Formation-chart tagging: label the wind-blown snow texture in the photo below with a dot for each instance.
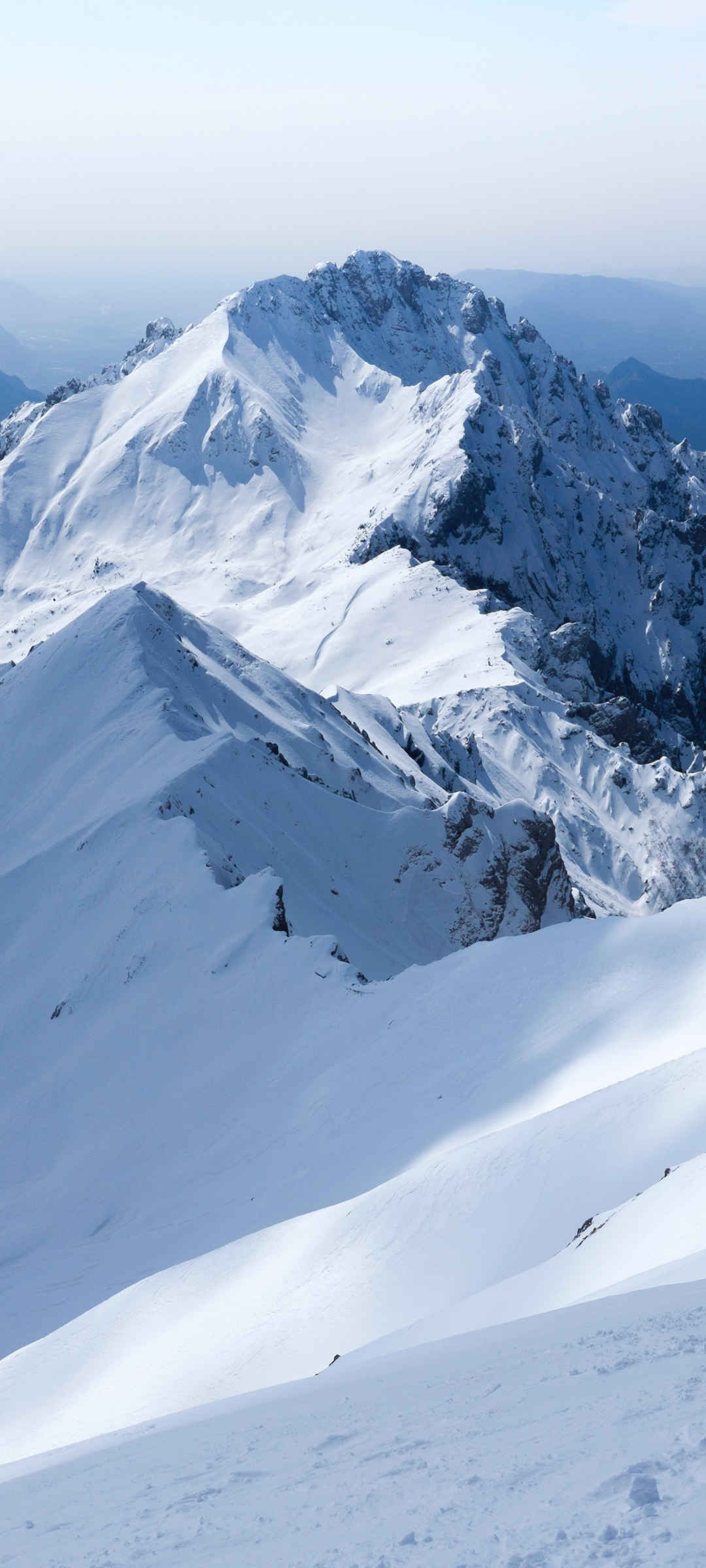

---

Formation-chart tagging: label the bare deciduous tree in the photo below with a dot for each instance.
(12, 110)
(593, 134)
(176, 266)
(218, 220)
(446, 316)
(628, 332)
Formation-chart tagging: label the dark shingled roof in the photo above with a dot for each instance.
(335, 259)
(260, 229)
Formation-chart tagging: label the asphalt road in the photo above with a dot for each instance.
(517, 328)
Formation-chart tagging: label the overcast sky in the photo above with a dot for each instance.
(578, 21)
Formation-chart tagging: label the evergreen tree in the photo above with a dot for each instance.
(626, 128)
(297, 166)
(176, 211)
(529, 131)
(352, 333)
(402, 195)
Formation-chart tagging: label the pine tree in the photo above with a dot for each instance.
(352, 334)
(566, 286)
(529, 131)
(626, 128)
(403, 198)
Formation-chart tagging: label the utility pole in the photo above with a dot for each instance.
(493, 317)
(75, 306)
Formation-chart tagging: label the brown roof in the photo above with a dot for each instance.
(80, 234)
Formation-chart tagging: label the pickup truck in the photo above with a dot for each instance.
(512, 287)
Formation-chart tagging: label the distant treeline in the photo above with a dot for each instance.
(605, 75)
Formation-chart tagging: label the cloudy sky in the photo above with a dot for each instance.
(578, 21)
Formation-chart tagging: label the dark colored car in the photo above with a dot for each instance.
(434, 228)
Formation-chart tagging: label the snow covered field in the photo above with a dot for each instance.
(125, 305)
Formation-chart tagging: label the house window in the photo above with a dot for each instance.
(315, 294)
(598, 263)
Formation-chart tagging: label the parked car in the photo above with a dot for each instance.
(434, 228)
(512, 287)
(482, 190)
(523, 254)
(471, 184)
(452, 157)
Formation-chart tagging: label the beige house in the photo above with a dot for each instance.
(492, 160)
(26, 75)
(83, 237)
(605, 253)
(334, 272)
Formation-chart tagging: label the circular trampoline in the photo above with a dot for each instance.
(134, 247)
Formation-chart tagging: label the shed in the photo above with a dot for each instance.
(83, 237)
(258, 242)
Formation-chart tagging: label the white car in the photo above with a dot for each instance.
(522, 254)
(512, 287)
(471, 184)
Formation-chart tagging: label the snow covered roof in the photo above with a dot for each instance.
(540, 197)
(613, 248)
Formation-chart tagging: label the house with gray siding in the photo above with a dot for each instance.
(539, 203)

---

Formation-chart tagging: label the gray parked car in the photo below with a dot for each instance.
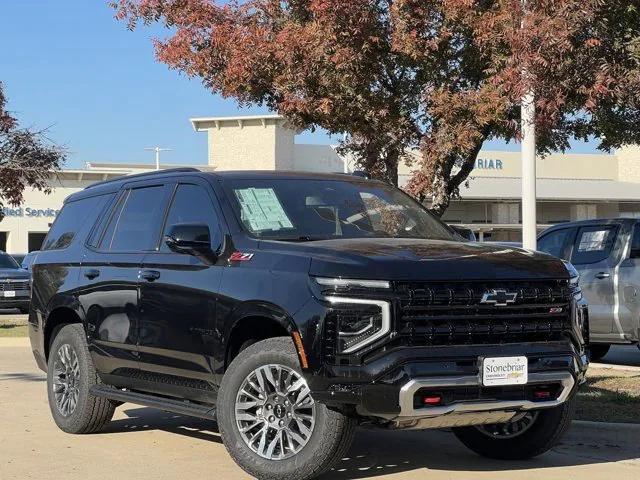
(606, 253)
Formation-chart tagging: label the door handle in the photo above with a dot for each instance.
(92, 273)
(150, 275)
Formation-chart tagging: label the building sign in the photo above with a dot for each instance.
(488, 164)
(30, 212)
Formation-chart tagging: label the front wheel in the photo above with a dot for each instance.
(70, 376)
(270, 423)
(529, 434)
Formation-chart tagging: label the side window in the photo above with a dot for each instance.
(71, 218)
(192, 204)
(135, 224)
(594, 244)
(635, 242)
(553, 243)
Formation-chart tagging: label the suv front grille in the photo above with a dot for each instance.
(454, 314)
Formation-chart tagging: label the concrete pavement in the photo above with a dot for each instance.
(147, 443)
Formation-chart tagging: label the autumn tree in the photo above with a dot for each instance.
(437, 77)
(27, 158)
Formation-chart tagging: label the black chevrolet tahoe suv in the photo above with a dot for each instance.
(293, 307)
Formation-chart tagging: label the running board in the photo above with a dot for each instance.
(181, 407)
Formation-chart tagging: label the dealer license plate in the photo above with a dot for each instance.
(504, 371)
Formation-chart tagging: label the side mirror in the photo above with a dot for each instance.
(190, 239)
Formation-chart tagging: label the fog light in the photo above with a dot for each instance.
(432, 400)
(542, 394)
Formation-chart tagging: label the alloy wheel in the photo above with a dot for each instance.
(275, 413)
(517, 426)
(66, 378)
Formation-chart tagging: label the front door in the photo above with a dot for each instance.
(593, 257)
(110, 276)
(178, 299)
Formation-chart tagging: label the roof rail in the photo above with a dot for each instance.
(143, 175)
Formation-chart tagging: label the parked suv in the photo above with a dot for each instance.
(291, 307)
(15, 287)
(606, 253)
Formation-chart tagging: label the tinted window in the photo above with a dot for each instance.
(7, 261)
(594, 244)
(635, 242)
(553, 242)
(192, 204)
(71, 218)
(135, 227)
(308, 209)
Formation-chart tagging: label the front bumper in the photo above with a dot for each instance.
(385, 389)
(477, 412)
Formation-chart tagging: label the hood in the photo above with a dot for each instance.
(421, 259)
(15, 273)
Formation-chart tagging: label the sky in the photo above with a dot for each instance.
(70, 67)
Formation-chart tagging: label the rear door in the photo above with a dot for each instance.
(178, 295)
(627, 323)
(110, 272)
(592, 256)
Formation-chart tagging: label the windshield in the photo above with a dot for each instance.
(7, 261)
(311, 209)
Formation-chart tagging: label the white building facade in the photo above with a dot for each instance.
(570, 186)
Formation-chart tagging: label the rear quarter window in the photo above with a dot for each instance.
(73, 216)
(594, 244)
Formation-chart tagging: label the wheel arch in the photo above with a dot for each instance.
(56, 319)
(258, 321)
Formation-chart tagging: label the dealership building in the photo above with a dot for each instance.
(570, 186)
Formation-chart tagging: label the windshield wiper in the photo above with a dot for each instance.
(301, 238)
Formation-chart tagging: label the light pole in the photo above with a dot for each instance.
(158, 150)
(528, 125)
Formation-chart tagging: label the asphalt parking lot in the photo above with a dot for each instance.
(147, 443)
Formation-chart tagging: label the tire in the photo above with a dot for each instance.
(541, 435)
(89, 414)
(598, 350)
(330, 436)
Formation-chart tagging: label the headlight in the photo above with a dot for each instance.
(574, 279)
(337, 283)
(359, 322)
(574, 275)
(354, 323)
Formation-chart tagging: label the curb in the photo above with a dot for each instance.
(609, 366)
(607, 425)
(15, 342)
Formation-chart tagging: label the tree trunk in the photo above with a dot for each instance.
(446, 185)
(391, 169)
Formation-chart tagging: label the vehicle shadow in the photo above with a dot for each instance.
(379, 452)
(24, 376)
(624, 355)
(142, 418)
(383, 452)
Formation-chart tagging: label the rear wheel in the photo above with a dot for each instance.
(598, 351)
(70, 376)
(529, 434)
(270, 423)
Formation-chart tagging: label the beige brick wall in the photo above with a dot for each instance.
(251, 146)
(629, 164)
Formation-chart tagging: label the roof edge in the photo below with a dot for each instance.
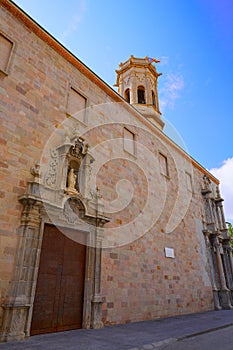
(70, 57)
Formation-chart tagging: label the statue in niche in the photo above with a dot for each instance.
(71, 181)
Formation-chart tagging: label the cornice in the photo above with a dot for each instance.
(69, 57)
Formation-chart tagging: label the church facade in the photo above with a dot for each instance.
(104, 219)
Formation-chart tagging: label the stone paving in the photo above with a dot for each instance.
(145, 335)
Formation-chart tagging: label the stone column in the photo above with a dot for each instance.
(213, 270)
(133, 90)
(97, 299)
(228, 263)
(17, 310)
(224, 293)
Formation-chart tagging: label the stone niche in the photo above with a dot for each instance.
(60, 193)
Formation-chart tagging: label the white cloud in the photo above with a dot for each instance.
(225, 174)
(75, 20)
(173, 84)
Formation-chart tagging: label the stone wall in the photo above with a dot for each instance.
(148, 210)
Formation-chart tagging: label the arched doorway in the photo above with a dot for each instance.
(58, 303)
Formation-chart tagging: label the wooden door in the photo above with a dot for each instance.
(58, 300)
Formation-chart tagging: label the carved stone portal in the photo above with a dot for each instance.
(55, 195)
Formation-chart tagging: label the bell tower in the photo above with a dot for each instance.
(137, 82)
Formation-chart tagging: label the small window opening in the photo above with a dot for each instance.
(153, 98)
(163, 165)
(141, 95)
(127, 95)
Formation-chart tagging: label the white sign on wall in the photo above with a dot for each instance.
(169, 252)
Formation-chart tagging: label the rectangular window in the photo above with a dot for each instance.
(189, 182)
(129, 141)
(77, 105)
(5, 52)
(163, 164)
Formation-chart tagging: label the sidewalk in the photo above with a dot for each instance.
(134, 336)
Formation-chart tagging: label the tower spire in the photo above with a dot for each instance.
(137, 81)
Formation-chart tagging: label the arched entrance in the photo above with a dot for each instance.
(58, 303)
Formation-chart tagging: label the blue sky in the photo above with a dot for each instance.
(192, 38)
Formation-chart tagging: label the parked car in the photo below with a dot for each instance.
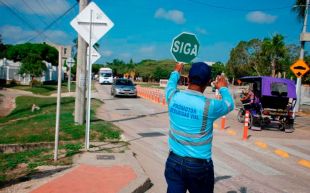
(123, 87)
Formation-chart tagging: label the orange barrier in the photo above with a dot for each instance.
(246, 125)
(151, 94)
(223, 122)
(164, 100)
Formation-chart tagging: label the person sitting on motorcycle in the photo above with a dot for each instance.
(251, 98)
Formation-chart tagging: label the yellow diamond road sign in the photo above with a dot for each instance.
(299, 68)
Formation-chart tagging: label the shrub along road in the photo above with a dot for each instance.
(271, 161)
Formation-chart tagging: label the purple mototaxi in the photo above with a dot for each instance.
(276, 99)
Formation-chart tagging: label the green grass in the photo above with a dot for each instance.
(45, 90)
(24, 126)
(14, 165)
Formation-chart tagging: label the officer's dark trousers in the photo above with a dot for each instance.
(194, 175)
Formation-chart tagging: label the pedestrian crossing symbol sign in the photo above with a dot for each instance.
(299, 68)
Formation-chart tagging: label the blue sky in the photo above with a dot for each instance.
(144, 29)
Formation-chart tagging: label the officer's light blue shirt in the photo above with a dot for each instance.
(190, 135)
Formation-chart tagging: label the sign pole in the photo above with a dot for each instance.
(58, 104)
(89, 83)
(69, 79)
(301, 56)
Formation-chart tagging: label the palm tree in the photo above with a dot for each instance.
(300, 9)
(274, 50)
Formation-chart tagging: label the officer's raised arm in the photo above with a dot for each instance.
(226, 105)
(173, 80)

Required work: List every line in the items above that contains the string "house". Matches are case-sensitive.

Finished task:
Formation-chart tagging: label the house window in the photo above with a dot for each instance.
Formation-chart tagging: label the beige house in the photo above with a dot for each instance.
Formation-chart tagging: label the house with gray siding in the photo above with a dot for each instance.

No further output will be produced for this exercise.